-- Data to use follows --
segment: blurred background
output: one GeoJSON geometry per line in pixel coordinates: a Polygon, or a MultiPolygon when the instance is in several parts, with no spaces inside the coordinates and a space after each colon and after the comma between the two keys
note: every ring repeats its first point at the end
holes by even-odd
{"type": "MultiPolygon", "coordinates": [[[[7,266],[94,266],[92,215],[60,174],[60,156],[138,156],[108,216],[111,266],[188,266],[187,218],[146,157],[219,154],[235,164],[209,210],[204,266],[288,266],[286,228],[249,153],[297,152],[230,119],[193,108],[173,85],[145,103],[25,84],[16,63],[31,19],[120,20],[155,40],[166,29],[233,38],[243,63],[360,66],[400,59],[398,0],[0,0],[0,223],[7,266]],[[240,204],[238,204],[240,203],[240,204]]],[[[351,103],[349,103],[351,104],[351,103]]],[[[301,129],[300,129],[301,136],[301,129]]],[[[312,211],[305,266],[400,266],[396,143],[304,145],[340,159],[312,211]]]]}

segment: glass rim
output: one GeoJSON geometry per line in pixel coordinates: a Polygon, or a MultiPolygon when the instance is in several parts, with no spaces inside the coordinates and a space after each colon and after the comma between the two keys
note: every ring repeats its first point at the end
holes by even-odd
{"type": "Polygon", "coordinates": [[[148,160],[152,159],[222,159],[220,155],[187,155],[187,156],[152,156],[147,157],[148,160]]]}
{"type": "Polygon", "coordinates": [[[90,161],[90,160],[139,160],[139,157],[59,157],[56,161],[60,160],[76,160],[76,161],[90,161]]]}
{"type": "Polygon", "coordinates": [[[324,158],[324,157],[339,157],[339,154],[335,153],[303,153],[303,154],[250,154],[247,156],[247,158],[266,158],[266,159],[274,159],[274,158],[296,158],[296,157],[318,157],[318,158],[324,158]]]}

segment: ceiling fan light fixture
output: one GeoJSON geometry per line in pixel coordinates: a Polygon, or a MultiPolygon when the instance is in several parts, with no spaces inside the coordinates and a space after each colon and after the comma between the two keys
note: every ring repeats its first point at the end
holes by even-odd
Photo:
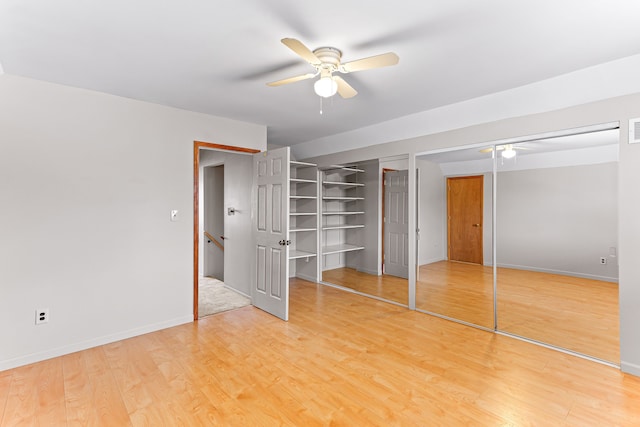
{"type": "Polygon", "coordinates": [[[338,92],[338,83],[329,75],[318,79],[313,84],[313,90],[318,96],[329,98],[338,92]]]}
{"type": "Polygon", "coordinates": [[[502,150],[502,157],[505,159],[512,159],[516,156],[516,150],[514,150],[512,147],[507,147],[504,150],[502,150]]]}

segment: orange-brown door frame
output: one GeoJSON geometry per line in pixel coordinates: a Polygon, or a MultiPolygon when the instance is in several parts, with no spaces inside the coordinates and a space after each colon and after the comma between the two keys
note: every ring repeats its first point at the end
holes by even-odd
{"type": "Polygon", "coordinates": [[[233,145],[213,144],[211,142],[193,142],[193,320],[198,320],[198,261],[200,257],[200,149],[240,153],[259,153],[254,148],[235,147],[233,145]]]}

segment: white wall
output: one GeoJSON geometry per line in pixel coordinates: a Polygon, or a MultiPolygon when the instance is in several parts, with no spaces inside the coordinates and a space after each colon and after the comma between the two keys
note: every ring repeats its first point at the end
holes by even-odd
{"type": "MultiPolygon", "coordinates": [[[[562,91],[560,91],[562,92],[562,91]]],[[[554,92],[556,93],[556,92],[554,92]]],[[[536,100],[536,92],[527,97],[511,100],[517,105],[536,100]]],[[[505,100],[504,108],[510,106],[505,100]]],[[[538,107],[541,104],[538,104],[538,107]]],[[[541,110],[544,111],[544,110],[541,110]]],[[[390,143],[364,149],[337,152],[309,158],[326,163],[351,162],[359,158],[386,157],[402,153],[424,153],[431,150],[490,143],[508,138],[534,136],[546,132],[620,122],[619,162],[619,289],[620,289],[620,355],[625,372],[640,375],[640,144],[628,144],[628,120],[640,117],[640,93],[575,105],[559,110],[522,115],[508,119],[477,124],[440,133],[425,134],[410,139],[397,139],[390,143]]],[[[298,153],[299,154],[299,153],[298,153]]],[[[411,160],[411,159],[410,159],[411,160]]],[[[409,175],[410,180],[413,178],[409,175]]],[[[411,183],[411,181],[410,181],[411,183]]],[[[414,235],[409,229],[410,238],[414,235]]],[[[410,286],[415,286],[411,284],[410,286]]]]}
{"type": "Polygon", "coordinates": [[[193,141],[262,150],[266,128],[6,74],[0,94],[0,370],[190,322],[193,141]]]}

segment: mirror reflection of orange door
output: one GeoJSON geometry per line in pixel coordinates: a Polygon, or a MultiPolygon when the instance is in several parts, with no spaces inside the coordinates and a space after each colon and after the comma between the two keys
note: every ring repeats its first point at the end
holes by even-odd
{"type": "Polygon", "coordinates": [[[482,264],[483,176],[447,178],[450,261],[482,264]]]}

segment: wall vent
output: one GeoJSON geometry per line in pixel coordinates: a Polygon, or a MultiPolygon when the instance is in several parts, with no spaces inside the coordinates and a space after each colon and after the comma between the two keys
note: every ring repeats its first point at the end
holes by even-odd
{"type": "Polygon", "coordinates": [[[640,119],[629,120],[629,144],[640,143],[640,119]]]}

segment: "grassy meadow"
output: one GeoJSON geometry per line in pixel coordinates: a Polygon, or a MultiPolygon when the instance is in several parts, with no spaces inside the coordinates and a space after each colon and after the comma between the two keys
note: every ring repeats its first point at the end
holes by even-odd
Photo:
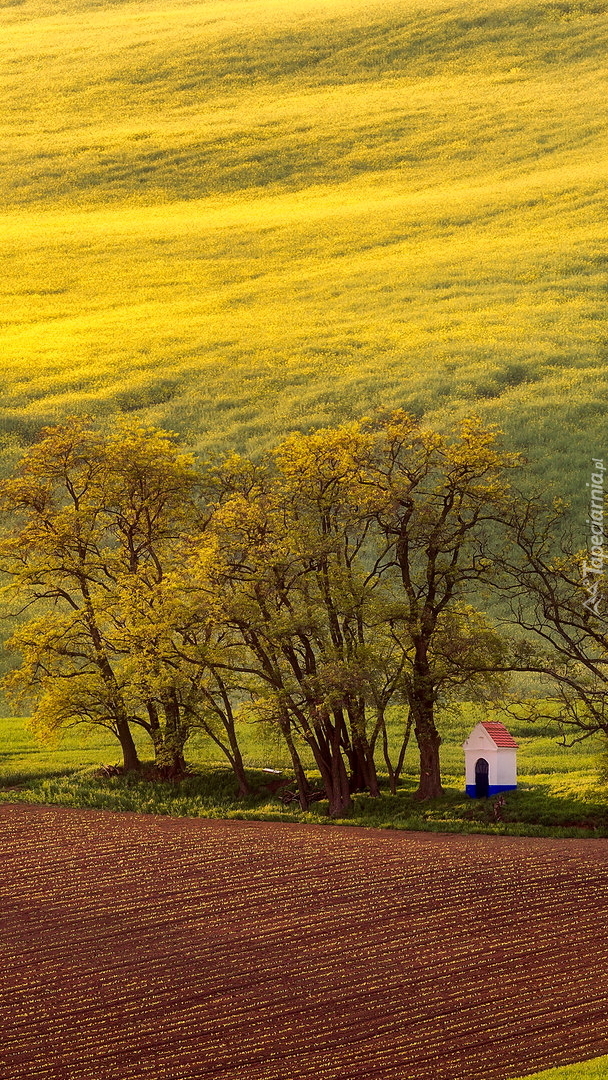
-- Data to use concluded --
Problem statement: Could you restate every record above word for word, leaving the pictures out?

Answer section:
segment: blurred background
output: one GeoJSON geometry per line in pixel coordinates: a Polygon, or a MultiPolygon when the instance is in several parts, with no spaces inside the coordinates and a space after each colon and after the comma between the two keys
note: every ring repeats its first point at the end
holes by even-odd
{"type": "MultiPolygon", "coordinates": [[[[7,266],[94,266],[92,215],[60,174],[60,156],[138,156],[108,216],[111,266],[188,266],[187,218],[146,157],[219,154],[235,164],[209,210],[204,266],[288,266],[286,228],[249,153],[297,152],[230,119],[193,108],[173,85],[145,103],[25,84],[16,63],[31,19],[120,20],[155,40],[166,29],[233,38],[243,63],[360,66],[400,59],[398,0],[0,0],[0,223],[7,266]],[[240,204],[238,204],[240,203],[240,204]]],[[[351,103],[349,103],[351,104],[351,103]]],[[[301,129],[300,129],[301,136],[301,129]]],[[[312,211],[305,266],[400,266],[396,143],[304,145],[340,159],[312,211]]]]}

segment: glass rim
output: one GeoJSON geometry per line in pixel coordinates: a Polygon, or a MultiPolygon when the instance is in several parts, with no spaces inside the coordinates and a space after each colon and after the comma between the two keys
note: every ring repeats its first point at the end
holes by even-odd
{"type": "Polygon", "coordinates": [[[148,160],[152,159],[222,159],[220,155],[187,155],[187,156],[152,156],[147,157],[148,160]]]}
{"type": "Polygon", "coordinates": [[[90,161],[90,160],[139,160],[139,157],[59,157],[56,161],[60,160],[76,160],[76,161],[90,161]]]}
{"type": "Polygon", "coordinates": [[[324,158],[324,157],[339,157],[339,154],[335,153],[303,153],[303,154],[250,154],[247,156],[247,158],[266,158],[266,159],[274,159],[274,158],[296,158],[296,157],[318,157],[318,158],[324,158]]]}

segment: ceiling fan light fixture
output: one GeoJSON geometry per line in pixel coordinates: a Polygon, or a MultiPolygon when the instance is in several parts, with no spaces inside the coordinates and a space after each colon and after the comma between the two keys
note: every ring repeats its first point at the end
holes by even-odd
Photo:
{"type": "Polygon", "coordinates": [[[338,92],[338,83],[329,75],[318,79],[313,84],[313,90],[318,96],[329,98],[338,92]]]}
{"type": "Polygon", "coordinates": [[[502,150],[502,157],[505,159],[512,159],[516,156],[516,150],[514,150],[512,147],[507,147],[504,150],[502,150]]]}

segment: orange-brown door frame
output: one GeoJSON geometry per line in pixel coordinates: a Polygon, or a MultiPolygon when the instance is in several parts, with no spaces inside the coordinates and a space after each colon and after the comma between the two keys
note: every ring repeats its first point at the end
holes by even-odd
{"type": "Polygon", "coordinates": [[[233,145],[213,144],[211,142],[193,142],[193,320],[198,320],[198,261],[200,257],[200,149],[240,153],[259,153],[254,148],[235,147],[233,145]]]}

segment: white wall
output: one GeoJSON geometry per line in pixel coordinates: a Polygon, or a MultiPolygon when the instance is in several parts, with no spaces inside the coordinates and a space after each colon and after the comma between the two keys
note: every ring repeats its first point at the end
holes by even-odd
{"type": "MultiPolygon", "coordinates": [[[[562,91],[560,91],[562,92],[562,91]]],[[[554,92],[556,93],[556,92],[554,92]]],[[[536,100],[536,92],[527,97],[511,100],[517,105],[536,100]]],[[[505,100],[504,108],[510,106],[505,100]]],[[[538,107],[541,104],[538,104],[538,107]]],[[[541,110],[544,111],[544,110],[541,110]]],[[[390,143],[364,149],[337,152],[309,158],[326,163],[351,162],[359,158],[386,157],[402,153],[424,153],[431,150],[490,143],[508,138],[534,136],[546,132],[620,122],[619,162],[619,289],[620,289],[620,355],[625,372],[640,375],[640,144],[628,144],[628,120],[640,117],[640,93],[575,105],[559,110],[522,115],[508,119],[477,124],[440,133],[425,134],[410,139],[397,139],[390,143]]],[[[298,153],[299,154],[299,153],[298,153]]],[[[411,160],[411,159],[410,159],[411,160]]],[[[409,175],[410,180],[413,178],[409,175]]],[[[411,183],[411,181],[410,181],[411,183]]],[[[414,235],[409,229],[410,238],[414,235]]],[[[410,286],[415,286],[411,284],[410,286]]]]}
{"type": "Polygon", "coordinates": [[[193,141],[262,150],[266,128],[6,74],[0,94],[0,370],[190,322],[193,141]]]}

segment: mirror reflection of orange door
output: one GeoJSON geometry per line in pixel coordinates: a Polygon, or a MultiPolygon when the instance is in several parts, with no spaces inside the coordinates and a space after each colon and after the comma between the two keys
note: every ring repeats its first point at the end
holes by even-odd
{"type": "Polygon", "coordinates": [[[482,264],[483,176],[447,178],[450,261],[482,264]]]}

segment: wall vent
output: one GeoJSON geometry per line in pixel coordinates: a Polygon, or a MultiPolygon when the instance is in several parts, with no spaces inside the coordinates and a space after each colon and after the comma between the two keys
note: every ring repeats its first point at the end
holes by even-odd
{"type": "Polygon", "coordinates": [[[640,119],[629,120],[629,144],[640,143],[640,119]]]}

segment: "grassy meadow"
output: one GeoJSON geometry per line in pixel coordinates: a Polygon, or a MultiPolygon when the instance is in several parts, with no spaces inside the coordinates and a space after each colon and after the comma between the two keys
note: every ring repeats its first point at the end
holes by even-odd
Photo:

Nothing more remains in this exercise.